» Task objective
A complete answer lists every line of the entries below where the string "nacelle" appears.

» Input data
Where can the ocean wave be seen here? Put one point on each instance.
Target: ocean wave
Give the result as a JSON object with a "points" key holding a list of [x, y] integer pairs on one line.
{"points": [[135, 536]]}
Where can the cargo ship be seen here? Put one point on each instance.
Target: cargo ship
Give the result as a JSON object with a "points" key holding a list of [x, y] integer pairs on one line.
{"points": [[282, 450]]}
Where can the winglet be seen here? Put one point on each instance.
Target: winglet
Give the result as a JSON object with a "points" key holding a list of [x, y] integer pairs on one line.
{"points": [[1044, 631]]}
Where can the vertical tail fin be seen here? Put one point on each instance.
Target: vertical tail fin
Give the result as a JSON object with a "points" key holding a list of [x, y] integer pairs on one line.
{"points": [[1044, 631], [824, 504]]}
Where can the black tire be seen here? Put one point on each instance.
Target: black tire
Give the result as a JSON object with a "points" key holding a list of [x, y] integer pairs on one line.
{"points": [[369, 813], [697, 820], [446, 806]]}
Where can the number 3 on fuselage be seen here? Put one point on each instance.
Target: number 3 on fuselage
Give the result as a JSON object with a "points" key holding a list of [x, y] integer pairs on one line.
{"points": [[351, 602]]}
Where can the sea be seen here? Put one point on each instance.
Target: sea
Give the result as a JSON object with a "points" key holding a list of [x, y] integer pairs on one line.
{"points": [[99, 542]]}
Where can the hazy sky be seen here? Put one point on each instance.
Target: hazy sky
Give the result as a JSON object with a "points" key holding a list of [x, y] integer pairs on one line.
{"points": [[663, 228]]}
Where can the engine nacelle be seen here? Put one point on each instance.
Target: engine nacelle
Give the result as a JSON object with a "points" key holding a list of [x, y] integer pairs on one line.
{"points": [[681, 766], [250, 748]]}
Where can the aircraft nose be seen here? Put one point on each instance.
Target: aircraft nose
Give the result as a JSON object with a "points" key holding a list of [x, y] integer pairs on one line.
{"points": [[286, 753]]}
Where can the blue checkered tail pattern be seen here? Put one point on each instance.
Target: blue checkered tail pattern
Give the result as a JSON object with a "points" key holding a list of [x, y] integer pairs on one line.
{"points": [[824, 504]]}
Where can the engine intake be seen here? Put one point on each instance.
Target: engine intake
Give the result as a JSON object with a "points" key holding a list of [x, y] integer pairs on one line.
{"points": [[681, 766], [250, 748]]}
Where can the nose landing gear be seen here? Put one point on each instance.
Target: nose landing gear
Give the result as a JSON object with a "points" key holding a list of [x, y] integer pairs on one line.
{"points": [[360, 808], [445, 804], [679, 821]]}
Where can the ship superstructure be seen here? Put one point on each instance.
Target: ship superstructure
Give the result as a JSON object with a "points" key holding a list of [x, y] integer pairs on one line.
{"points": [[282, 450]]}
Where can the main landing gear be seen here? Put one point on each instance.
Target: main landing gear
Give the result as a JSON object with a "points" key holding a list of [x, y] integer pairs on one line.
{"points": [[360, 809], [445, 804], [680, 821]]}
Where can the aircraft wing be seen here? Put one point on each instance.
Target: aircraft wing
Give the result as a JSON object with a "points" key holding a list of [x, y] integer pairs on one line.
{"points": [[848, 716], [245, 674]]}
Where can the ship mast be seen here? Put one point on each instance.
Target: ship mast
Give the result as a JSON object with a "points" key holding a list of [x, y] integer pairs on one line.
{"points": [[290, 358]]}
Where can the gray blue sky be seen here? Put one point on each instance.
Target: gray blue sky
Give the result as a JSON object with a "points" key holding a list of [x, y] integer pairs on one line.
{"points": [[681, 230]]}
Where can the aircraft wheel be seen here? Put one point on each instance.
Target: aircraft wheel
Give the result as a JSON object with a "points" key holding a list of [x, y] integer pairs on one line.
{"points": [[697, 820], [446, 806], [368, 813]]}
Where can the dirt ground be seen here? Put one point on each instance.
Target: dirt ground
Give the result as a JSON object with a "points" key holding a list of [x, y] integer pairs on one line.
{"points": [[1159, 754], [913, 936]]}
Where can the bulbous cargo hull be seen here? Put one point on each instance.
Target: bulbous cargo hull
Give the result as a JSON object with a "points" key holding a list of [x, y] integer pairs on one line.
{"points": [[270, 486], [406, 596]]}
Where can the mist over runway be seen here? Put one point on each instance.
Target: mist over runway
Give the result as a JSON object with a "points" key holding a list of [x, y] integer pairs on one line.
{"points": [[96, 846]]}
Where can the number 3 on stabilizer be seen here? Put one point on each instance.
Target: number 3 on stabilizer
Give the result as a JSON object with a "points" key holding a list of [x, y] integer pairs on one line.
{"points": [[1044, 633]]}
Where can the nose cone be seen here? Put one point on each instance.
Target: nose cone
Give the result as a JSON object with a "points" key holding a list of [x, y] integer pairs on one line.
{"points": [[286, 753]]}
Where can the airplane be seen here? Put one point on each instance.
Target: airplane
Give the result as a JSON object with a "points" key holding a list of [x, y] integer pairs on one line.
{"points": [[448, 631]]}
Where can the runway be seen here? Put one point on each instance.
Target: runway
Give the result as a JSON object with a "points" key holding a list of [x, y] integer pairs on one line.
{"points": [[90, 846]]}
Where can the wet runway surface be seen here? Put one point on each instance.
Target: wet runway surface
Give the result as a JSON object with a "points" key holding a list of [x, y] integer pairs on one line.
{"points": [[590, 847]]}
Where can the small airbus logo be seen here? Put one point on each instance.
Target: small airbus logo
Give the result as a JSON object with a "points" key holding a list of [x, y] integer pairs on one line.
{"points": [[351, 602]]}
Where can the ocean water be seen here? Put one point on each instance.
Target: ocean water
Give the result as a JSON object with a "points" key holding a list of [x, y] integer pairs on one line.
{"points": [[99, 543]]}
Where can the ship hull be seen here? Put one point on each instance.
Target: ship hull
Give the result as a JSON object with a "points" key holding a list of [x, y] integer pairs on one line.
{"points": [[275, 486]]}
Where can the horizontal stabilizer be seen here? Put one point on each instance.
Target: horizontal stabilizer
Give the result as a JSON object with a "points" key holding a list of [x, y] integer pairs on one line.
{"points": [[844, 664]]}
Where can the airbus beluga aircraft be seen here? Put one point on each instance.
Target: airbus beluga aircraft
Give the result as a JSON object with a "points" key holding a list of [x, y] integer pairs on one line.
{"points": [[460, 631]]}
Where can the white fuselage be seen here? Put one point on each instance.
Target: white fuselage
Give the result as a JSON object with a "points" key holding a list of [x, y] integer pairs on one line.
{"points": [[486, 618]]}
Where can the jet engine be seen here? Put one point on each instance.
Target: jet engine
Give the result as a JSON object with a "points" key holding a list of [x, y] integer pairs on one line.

» Answer to the exercise
Where can the engine nacelle be seen here? Put one point on each instance.
Target: engine nacelle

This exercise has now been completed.